**CONSIGNE DONNÉE A:**
Recopiez le passage de la critique du roman de Wendy Webb qui commence par « On est d'accord » et va jusqu'à « atteindre la qualité... ».
**CONSIGNE DONNÉE B:**
Poursuivez la critique du roman de Wendy Webb à partir de sa dernière phrase.

**TEXTE À LIRE:**
On est d'accord que c'est tout de même frappant, non? Je suis persuadé que cela n'est pas innocent et que les éditeurs ont volontairement joué sur la ressemblance pour probablement attiré le lectorat habituel d'Alice Hoffman. Après tout, les couvertures et leur design sont devenues une vraie publicité dans le monde de l'édition et il n'y a qu'à regarder du côté de la bit-lit pour voir des pratiques similaires: combien de romans sur les vampires n'ont pas affiché des couvertures rappelant fortement celles de la saga Fascination? Il n'y a pas de raison pour que les autres genres littéraires échappe à la règle! D'ailleurs, l'idée n'est pas mauvaise dans le cas présent, car le style de Wendy Webb s'inscrit tout à fait dans la lignée d'Alice Hoffman, sans pour autant en atteindre la qualité...

J'ai en effet trouvé que l'écriture de Wendy Webb manquait quelque peu de subtilité, notamment dans sa façon trop "brutale" de faire intervenir des éléments surnaturels dans son intrigue: elle ne laisse pas planer le mystère et impose d'emblée la présence de fantômes comme une réalité certaine. Ce manque de finesse m'a légèrement déçu car j'aime quand le fantastique ne s'invite pas si directement dans l'histoire, mais par petites touches, laissant planer le doute dans l'esprit du lecteur: "magie" ou fabulations? Nul, alors, ce roman, me direz-vous. Pas du tout! Car passé ce petit bémol et en dépit du fait que ce roman est loin d'être un chef-d’œuvre de suspens, je me suis surpris à me laisser emporter par l'histoire et à vivre au rythme des personnages et de l'atmosphère étrange de l'île du Grand Manitou (qui existe d'ailleurs réellement dans la région des Grands Lacs, où elle est néanmoins plus connue sous le nom de Mackinac Island).

(Entrées d'un jeu de données de pointage)
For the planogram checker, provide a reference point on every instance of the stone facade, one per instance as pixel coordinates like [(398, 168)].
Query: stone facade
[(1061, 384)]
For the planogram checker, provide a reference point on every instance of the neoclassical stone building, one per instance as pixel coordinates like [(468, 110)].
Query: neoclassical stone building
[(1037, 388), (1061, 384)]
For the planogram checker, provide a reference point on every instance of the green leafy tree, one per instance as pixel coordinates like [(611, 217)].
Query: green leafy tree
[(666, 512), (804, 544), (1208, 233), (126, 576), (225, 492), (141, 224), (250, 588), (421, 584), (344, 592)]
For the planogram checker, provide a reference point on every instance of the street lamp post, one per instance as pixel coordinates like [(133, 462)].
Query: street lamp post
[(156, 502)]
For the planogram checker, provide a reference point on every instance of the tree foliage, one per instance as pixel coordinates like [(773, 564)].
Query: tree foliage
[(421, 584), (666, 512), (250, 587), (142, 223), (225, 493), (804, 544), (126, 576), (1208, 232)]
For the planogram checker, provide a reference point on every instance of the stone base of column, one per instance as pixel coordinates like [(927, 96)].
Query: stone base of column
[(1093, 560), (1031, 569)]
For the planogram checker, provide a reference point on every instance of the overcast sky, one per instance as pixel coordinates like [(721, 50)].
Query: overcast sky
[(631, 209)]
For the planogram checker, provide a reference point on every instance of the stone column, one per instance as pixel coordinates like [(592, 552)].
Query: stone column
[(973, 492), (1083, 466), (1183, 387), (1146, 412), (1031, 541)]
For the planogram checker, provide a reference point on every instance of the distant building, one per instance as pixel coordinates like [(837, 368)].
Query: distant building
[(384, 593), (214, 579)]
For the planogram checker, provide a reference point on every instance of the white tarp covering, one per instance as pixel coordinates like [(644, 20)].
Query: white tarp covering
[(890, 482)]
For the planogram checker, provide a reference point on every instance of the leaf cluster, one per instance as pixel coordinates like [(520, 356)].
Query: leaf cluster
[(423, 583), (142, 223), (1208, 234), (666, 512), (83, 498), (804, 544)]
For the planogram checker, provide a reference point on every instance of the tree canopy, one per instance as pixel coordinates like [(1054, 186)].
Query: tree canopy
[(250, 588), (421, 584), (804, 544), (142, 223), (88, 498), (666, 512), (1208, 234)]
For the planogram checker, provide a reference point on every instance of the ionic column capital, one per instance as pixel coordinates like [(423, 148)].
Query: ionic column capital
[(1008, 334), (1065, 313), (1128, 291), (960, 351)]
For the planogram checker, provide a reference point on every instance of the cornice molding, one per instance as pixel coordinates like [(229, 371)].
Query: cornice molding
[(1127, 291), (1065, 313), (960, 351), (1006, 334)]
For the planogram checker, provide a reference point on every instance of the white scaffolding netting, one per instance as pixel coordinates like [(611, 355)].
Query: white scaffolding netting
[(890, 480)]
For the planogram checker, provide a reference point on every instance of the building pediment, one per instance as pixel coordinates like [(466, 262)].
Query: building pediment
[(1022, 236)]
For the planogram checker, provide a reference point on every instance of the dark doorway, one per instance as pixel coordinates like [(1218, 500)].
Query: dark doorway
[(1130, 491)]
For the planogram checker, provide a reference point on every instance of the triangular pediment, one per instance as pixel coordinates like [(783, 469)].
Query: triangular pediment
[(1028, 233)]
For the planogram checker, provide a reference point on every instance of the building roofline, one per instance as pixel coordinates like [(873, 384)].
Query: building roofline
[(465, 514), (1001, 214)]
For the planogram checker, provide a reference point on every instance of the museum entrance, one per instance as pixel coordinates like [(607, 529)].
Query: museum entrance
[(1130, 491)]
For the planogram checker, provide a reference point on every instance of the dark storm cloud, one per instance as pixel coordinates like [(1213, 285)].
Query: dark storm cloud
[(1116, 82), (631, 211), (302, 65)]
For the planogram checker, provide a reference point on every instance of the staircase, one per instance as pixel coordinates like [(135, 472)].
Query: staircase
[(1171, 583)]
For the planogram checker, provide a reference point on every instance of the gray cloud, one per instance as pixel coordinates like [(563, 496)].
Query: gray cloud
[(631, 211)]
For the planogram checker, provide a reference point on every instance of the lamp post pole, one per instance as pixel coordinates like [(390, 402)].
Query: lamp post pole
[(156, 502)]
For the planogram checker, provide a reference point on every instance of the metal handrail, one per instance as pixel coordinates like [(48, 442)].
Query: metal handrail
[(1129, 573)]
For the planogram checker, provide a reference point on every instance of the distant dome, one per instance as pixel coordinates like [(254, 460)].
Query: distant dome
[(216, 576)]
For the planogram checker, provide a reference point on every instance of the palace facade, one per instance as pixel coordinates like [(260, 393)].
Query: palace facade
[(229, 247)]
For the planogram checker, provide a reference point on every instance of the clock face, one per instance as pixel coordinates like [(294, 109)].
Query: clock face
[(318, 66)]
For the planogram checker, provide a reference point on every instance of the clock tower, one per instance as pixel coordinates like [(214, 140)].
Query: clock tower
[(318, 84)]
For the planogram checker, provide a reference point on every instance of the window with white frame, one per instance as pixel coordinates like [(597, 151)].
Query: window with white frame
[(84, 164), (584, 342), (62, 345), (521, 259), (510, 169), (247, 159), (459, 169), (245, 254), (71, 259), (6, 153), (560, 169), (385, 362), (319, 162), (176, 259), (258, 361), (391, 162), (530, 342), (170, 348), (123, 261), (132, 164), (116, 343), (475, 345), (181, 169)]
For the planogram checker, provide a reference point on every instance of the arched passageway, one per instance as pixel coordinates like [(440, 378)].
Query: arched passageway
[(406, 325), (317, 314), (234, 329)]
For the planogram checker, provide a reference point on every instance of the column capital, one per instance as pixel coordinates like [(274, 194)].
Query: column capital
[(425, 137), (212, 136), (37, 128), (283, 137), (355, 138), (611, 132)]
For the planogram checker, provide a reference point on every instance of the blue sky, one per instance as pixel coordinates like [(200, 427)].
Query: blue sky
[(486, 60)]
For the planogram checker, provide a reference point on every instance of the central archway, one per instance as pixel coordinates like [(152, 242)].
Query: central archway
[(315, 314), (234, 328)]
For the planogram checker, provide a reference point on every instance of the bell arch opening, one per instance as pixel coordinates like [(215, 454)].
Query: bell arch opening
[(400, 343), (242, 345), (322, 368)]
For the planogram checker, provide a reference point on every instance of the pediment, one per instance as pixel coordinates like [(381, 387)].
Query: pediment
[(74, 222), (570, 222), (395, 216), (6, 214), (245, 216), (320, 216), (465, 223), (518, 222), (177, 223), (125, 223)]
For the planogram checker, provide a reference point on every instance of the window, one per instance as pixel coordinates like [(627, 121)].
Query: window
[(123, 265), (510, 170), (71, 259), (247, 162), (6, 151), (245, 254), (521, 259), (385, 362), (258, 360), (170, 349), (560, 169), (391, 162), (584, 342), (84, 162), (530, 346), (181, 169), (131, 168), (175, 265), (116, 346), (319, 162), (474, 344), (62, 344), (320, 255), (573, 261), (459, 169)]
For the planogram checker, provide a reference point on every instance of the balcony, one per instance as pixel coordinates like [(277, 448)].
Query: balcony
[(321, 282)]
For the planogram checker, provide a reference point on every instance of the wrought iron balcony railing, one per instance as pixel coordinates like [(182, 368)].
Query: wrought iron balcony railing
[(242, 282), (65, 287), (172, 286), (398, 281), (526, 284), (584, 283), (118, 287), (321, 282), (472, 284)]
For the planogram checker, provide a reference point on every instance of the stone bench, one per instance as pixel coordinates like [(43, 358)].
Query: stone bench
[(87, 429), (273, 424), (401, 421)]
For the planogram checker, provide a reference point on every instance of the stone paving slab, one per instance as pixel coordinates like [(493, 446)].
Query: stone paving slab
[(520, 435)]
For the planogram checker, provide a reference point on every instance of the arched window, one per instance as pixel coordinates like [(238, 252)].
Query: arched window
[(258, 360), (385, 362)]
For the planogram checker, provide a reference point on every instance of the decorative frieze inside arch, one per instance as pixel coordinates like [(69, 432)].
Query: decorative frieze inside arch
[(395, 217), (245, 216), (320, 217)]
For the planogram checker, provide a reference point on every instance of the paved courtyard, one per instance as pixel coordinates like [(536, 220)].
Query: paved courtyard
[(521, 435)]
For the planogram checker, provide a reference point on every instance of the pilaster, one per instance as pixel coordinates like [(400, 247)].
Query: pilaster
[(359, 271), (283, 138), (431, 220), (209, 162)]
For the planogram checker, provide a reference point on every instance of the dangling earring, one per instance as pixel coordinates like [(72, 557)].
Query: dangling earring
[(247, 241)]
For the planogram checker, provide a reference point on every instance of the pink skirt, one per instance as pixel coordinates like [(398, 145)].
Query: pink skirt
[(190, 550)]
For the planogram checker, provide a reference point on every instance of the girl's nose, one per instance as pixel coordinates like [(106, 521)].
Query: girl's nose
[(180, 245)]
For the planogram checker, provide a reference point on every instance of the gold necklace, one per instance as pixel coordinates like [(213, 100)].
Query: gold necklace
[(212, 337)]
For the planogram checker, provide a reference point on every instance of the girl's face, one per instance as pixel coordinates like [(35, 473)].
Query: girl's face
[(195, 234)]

**RÉPONSE RÉDIGÉE A:**
On est d'accord que c'est tout de même frappant, non? Je suis persuadé que cela n'est pas innocent et que les éditeurs ont volontairement joué sur la ressemblance pour probablement attiré le lectorat habituel d'Alice Hoffman. Après tout, les couvertures et leur design sont devenues une vraie publicité dans le monde de l'édition et il n'y a qu'à regarder du côté de la bit-lit pour voir des pratiques similaires: combien de romans sur les vampires n'ont pas affiché des couvertures rappelant fortement celles de la saga Fascination? Il n'y a pas de raison pour que les autres genres littéraires échappe à la règle! D'ailleurs, l'idée n'est pas mauvaise dans le cas présent, car le style de Wendy Webb s'inscrit tout à fait dans la lignée d'Alice Hoffman, sans pour autant en atteindre la qualité...

**RÉPONSE RÉDIGÉE B:**
Le cadre de cette île est réellement propice à l'histoire imaginée par Wendy Webb: cette localité coupée du reste du monde est célèbre pour ses paysages sauvages, sa superbe architecture victorienne, mais aussi ses nombreuses histoires de fantômes et légendes locales effrayantes. Dotée d'un patrimoine et d'une culture riches, Mackinac Island est connue pour avoir été le lieu de résidence de personnages historiques ainsi que de nombreux auteurs. Wendy Webb s'amuse de cette atmosphère "littéralisante" en glissant au détour de son roman une "légende" selon laquelle les Crane de l’île seraient les descendants d'Ichabod Crane, le personnage principal de la nouvelle La légende de Sleepy Hollow écrite par W. Irving! Soumise aux intempéries et aux tempêtes propices à une ambiance de fantôme, l'île du Grand Manitou est également interdite aux véhicules à moteur depuis 1898, amenant ses habitants à se déplacer principalement à cheval et calèche comme en plein XIXème siècle! Le tout nous plonge donc dans une atmosphère gothique et lugubre délicieusement victorienne...

 Quelques images de Mackilac Island et de son atmosphère si particulière...

Il faudra que je le lise en VO un de ces jours car je trouve que la traduction française n'est vraiment pas folichonne (nous offrant quelques monstruosités comme le verbe "redormir" O_o) et il est certain que cela pourrait desservir le roman. De plus, les notes de bas de page du traducteur témoignent d'une connaissance de la littérature anglo-saxonne très limitée et il fait à un moment donné une bourde à mes yeux impardonnable: Lorsque le lien de famille entre les Crane et le personnage de la légende de Sleepy Hollow est évoqué, une note de bas de page indique qu'Ichabod Crane est un "policier chargé d'enquêter sur des meurtres surnaturels commis par un cavalier sans tête". Gné? Qu'ouïs-je? Qu'entends-je? O_o Si le traducteur a bien vu la très libre adaptation de Tim Burton de la légende de Sleepy Hollow, il n'a à l'évidence pas lu la nouvelle originale de W. Irving, texte très court dans lequel Ichabod Crane n'est qu'un modeste instituteur effrayé par une (fausse? tout le mystère est là...) apparition du cavalier... Bien que cela relève du détail, je peux vous dire avoir mis un moment à le digérer, non mais! ^^

Les rues de Mackilac Island...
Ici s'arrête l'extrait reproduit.